Passage:
────

An animated line chart (with scatterplot in background) of Taylor Swift’s songs’ acousticness and danceability. The names of albums and release dates are on the bottom x-axis.

Step 4: Exploring further for any interesting correlations

Code
vars = c("danceability", "energy", "loudness",
         "speechiness", "acousticness", "instrumentalness",
         "valence", "tempo", "duration_ms")

# Select some variables to examine relations
taylor_all_songs |> 
  select(all_of(vars)) |> 
  GGally::ggpairs()

Lets re-focus on danceability and acoustics: –

Code
taylor_all_songs |> 
  select(album_name, track_name, track_release,
         danceability, acousticness) |> 
  mutate(era = if_else(track_release < ymd("2015-01-01"),
                       "Earlier Era",
                       "Recent Era")) |> 
  ggplot(aes(y = acousticness,
             x = danceability)) +
  geom_point(aes(group = era,
                 col = era),
             alpha = 0.75) +
  geom_smooth(aes(group = era,
                  col = era),
              se = FALSE) +
  theme_minimal()

Trying Cluster Analysis, with some interesting results!

Code
taylor1 <- taylor_all_songs |> 
  select(album_name, track_name, album_release,
         danceability, acousticness, energy, loudness, 
         speechiness, instrumentalness, tempo) |> 
  drop_na()

taylor_cluster <- taylor1 |>
  select(danceability, acousticness) |> 
  as.matrix() |> 
  kmeans(x = _, centers = 2)

────

Direction:
Answer from the passage:
(a) Which release date separates the "Earlier Era" from the "Recent Era"?
(b) Which function is called to examine relations among the selected variables?
(c) How many centers does the k-means clustering use?

────

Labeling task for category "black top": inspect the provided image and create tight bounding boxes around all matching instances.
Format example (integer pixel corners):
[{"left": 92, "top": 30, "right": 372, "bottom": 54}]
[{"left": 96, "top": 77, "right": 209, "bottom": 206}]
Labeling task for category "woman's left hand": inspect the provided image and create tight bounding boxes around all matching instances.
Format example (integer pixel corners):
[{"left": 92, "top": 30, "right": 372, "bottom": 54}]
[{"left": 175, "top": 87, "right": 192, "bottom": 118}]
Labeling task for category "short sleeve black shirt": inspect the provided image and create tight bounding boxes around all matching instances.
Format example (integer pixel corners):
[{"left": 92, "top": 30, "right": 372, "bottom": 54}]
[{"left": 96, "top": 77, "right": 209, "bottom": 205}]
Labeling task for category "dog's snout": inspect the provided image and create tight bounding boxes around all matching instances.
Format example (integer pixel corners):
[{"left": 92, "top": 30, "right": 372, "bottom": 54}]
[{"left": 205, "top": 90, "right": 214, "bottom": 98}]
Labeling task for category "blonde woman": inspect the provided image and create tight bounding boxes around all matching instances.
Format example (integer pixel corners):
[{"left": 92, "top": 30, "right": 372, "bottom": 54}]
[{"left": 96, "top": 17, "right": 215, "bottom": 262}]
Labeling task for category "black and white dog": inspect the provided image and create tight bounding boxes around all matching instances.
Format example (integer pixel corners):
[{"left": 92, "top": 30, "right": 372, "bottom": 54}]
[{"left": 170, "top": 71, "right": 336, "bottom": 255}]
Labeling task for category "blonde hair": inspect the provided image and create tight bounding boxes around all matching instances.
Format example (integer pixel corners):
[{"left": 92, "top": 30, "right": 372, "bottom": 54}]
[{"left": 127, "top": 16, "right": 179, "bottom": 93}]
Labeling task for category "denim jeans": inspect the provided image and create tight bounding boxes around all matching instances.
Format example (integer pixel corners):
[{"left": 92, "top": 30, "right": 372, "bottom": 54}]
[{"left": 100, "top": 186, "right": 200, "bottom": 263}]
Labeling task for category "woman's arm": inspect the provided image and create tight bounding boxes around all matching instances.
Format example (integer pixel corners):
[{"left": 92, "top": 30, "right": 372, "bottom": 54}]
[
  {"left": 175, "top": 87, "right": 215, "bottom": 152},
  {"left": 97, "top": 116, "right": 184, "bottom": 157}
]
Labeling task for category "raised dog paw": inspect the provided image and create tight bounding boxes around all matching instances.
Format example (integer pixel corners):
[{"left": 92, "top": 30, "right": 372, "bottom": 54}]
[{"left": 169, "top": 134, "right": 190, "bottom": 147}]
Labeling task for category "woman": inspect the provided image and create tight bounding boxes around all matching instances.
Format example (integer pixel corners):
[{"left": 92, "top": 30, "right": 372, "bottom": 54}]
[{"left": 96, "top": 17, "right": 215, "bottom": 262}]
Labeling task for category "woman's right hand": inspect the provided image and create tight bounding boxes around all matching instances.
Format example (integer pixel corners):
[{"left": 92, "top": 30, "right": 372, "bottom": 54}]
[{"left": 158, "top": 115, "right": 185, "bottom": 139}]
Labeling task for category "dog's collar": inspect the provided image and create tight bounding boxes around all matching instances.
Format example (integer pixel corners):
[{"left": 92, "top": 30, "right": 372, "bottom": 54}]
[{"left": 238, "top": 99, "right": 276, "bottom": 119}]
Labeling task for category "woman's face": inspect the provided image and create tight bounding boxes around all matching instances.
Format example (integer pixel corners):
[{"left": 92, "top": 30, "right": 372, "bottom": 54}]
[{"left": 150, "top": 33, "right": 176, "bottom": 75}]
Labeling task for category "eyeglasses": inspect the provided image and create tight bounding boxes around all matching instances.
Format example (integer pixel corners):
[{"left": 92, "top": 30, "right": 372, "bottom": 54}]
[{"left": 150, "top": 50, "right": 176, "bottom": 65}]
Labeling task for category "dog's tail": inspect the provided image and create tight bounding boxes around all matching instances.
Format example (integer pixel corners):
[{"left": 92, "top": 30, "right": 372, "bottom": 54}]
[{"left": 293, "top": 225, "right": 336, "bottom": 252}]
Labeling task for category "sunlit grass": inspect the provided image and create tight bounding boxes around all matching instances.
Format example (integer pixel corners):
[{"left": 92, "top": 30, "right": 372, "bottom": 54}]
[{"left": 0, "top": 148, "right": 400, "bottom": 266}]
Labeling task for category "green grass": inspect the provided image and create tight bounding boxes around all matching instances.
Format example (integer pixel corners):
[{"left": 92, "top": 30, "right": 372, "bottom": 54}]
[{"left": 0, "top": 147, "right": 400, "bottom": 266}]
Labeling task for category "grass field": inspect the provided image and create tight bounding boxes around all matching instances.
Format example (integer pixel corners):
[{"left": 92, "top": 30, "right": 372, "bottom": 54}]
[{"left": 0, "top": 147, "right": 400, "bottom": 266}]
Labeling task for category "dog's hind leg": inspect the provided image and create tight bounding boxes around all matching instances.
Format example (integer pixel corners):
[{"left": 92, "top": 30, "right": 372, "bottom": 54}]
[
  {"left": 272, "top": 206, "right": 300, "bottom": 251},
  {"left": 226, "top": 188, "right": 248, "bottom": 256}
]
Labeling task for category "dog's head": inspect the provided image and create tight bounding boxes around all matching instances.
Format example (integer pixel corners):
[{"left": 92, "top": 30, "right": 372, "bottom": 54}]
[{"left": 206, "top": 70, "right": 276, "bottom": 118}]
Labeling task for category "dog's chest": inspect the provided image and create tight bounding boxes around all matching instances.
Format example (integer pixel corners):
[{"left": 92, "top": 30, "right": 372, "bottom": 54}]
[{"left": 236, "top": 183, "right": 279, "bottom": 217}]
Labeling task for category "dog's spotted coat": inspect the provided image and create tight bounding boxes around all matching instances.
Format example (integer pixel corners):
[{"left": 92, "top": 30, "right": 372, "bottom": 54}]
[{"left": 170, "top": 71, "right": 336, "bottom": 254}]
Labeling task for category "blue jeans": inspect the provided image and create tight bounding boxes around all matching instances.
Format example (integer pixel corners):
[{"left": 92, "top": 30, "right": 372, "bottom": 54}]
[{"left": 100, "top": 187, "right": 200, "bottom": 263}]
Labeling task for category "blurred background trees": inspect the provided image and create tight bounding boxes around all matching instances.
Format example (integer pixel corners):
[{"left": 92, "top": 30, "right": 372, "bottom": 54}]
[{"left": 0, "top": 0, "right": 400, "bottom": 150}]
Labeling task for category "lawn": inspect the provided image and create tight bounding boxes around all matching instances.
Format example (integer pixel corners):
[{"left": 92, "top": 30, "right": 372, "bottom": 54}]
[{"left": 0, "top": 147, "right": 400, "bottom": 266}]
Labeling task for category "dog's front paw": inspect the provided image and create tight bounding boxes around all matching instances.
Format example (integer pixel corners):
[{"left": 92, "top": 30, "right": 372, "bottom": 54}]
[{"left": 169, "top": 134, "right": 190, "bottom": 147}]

────

Response to the task:
(a) 2015-01-01. Tracks released before it count as "Earlier Era."
(b) GGally::ggpairs()
(c) 2